Task goal:
Filter the records below by copying out every line that contains the string "wooden". Matching is case-sensitive.
──────────
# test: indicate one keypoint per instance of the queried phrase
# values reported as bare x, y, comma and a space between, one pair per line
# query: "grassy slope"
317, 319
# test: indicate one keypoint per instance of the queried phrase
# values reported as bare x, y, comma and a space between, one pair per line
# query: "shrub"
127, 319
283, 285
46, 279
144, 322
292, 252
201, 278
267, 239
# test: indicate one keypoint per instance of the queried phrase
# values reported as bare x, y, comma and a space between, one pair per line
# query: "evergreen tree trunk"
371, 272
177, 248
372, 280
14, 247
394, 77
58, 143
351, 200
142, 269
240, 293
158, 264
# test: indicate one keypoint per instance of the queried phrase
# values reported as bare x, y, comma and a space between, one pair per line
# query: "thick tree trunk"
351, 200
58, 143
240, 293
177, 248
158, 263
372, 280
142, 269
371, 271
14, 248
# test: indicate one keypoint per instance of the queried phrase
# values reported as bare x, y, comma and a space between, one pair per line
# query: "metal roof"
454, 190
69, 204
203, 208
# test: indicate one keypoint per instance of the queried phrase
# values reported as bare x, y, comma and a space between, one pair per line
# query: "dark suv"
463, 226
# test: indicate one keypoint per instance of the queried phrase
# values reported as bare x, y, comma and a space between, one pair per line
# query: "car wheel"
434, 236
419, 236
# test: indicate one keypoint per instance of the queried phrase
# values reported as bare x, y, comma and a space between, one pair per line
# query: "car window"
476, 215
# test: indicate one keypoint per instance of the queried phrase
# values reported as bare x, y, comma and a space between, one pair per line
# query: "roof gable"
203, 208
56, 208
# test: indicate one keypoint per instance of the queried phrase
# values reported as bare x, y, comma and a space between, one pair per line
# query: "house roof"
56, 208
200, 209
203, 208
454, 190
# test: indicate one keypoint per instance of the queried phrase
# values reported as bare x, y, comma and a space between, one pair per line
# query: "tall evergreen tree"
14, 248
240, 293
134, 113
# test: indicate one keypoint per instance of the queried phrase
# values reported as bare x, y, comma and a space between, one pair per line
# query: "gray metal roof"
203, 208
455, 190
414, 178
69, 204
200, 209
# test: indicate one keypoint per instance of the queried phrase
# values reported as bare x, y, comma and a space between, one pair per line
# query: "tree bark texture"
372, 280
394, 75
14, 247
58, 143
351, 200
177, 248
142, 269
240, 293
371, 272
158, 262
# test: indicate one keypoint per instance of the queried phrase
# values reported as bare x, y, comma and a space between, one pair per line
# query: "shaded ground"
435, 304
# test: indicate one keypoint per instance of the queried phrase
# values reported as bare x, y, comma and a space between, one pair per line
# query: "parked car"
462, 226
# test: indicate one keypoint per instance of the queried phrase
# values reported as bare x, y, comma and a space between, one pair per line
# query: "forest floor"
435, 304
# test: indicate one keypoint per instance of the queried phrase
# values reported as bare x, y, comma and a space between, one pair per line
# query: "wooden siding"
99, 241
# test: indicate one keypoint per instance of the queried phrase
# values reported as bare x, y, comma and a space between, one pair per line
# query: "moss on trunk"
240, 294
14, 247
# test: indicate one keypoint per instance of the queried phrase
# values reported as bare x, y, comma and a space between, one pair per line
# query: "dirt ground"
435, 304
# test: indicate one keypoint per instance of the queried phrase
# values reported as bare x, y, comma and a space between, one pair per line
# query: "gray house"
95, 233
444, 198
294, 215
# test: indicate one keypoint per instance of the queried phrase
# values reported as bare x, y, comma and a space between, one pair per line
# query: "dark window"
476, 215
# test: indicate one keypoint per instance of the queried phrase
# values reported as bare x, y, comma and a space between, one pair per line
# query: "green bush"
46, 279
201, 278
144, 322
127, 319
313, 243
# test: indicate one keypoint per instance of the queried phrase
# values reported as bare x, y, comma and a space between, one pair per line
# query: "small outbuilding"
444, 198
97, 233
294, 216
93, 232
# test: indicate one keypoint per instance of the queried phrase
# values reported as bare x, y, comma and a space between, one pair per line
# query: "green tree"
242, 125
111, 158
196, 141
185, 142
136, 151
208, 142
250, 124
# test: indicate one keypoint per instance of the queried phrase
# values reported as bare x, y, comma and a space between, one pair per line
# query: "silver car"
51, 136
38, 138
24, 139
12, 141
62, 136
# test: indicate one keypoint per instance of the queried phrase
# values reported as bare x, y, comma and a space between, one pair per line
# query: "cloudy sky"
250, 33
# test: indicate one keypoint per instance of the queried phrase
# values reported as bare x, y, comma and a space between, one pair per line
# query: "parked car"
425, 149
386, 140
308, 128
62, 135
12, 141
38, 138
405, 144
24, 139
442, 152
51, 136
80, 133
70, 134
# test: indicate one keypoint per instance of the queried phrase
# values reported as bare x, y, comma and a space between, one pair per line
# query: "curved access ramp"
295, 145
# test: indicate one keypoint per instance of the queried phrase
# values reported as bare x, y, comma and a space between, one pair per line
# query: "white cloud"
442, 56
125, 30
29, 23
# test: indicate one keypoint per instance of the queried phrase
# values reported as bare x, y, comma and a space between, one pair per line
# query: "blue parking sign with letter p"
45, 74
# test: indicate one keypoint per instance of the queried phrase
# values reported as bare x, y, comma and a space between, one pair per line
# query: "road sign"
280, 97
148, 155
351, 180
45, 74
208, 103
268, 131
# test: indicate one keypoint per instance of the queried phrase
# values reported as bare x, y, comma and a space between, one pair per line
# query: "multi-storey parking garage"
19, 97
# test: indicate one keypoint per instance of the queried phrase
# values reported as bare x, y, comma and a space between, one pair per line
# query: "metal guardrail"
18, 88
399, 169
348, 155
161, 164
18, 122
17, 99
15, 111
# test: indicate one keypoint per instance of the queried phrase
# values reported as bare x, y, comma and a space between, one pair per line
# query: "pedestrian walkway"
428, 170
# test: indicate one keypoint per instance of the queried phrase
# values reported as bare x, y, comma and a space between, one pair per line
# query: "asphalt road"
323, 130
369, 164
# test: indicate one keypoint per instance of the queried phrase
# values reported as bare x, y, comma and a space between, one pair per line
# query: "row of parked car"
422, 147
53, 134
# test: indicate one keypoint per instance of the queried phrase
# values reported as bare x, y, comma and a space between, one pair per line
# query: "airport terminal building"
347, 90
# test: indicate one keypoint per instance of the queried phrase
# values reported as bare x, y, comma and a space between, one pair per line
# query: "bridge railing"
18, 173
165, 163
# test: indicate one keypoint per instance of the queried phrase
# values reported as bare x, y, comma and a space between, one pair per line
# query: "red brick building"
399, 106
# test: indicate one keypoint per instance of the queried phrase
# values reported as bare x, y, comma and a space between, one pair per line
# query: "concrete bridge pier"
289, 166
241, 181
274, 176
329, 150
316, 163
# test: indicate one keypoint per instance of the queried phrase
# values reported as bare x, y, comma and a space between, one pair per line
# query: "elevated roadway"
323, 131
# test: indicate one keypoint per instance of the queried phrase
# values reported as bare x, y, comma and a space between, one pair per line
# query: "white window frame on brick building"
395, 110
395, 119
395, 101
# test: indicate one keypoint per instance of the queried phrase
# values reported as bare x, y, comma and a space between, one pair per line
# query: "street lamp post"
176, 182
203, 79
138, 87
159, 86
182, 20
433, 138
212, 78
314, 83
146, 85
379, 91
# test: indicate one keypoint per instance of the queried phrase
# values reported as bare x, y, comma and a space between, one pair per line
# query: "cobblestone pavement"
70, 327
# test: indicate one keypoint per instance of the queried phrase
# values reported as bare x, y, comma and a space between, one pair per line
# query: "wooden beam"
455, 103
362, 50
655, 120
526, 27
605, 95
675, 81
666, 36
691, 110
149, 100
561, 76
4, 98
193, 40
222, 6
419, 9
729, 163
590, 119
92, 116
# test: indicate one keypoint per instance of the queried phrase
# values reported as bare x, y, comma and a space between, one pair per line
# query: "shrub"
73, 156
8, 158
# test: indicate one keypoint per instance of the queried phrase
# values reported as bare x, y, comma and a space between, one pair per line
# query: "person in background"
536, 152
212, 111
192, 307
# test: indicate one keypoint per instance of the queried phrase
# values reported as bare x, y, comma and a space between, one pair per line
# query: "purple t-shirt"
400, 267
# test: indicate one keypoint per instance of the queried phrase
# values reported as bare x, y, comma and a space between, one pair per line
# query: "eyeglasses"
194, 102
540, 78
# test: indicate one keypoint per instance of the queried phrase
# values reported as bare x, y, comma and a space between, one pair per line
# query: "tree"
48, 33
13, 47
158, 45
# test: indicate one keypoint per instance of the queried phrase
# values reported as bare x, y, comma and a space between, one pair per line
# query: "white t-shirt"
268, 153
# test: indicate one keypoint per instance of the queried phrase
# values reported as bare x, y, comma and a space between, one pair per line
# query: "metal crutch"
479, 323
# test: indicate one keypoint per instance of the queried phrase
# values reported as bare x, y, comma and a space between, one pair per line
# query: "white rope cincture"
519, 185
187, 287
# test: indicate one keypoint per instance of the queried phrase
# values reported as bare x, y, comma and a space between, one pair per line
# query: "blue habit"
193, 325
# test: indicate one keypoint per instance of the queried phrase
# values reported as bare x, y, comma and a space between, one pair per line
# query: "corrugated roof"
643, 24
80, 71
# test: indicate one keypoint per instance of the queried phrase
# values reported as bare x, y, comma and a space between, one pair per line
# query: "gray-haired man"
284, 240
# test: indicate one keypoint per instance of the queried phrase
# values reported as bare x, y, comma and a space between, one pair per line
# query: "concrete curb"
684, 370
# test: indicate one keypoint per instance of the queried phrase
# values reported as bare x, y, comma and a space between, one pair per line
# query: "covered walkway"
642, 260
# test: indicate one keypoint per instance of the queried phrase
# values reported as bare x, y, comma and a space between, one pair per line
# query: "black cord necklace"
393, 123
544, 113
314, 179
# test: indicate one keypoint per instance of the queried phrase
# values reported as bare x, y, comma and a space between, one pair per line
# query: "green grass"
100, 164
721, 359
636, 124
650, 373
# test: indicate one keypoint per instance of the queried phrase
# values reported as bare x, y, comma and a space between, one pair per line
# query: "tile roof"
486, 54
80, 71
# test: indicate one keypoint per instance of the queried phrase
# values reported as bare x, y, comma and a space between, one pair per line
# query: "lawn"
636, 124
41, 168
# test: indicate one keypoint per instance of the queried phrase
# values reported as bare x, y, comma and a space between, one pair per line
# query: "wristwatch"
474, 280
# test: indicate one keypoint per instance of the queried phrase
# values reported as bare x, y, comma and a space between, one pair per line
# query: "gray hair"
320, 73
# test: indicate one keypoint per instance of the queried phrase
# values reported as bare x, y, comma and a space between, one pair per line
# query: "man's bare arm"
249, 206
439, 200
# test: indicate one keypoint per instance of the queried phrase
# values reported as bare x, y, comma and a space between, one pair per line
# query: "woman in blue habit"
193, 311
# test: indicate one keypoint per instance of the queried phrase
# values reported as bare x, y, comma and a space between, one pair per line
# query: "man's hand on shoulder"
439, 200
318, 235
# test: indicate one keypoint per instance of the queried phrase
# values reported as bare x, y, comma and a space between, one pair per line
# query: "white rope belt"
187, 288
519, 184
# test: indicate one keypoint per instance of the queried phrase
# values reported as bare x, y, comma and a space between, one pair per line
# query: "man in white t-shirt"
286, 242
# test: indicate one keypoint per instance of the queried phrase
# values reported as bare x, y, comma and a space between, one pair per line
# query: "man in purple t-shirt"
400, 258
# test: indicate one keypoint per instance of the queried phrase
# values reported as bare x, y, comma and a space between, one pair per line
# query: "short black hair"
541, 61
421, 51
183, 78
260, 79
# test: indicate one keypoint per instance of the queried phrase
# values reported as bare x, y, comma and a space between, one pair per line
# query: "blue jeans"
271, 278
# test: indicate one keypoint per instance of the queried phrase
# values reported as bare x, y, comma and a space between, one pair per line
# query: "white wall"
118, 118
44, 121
──────────
Exercise response:
# query: "wooden siding"
# query: "wooden beam"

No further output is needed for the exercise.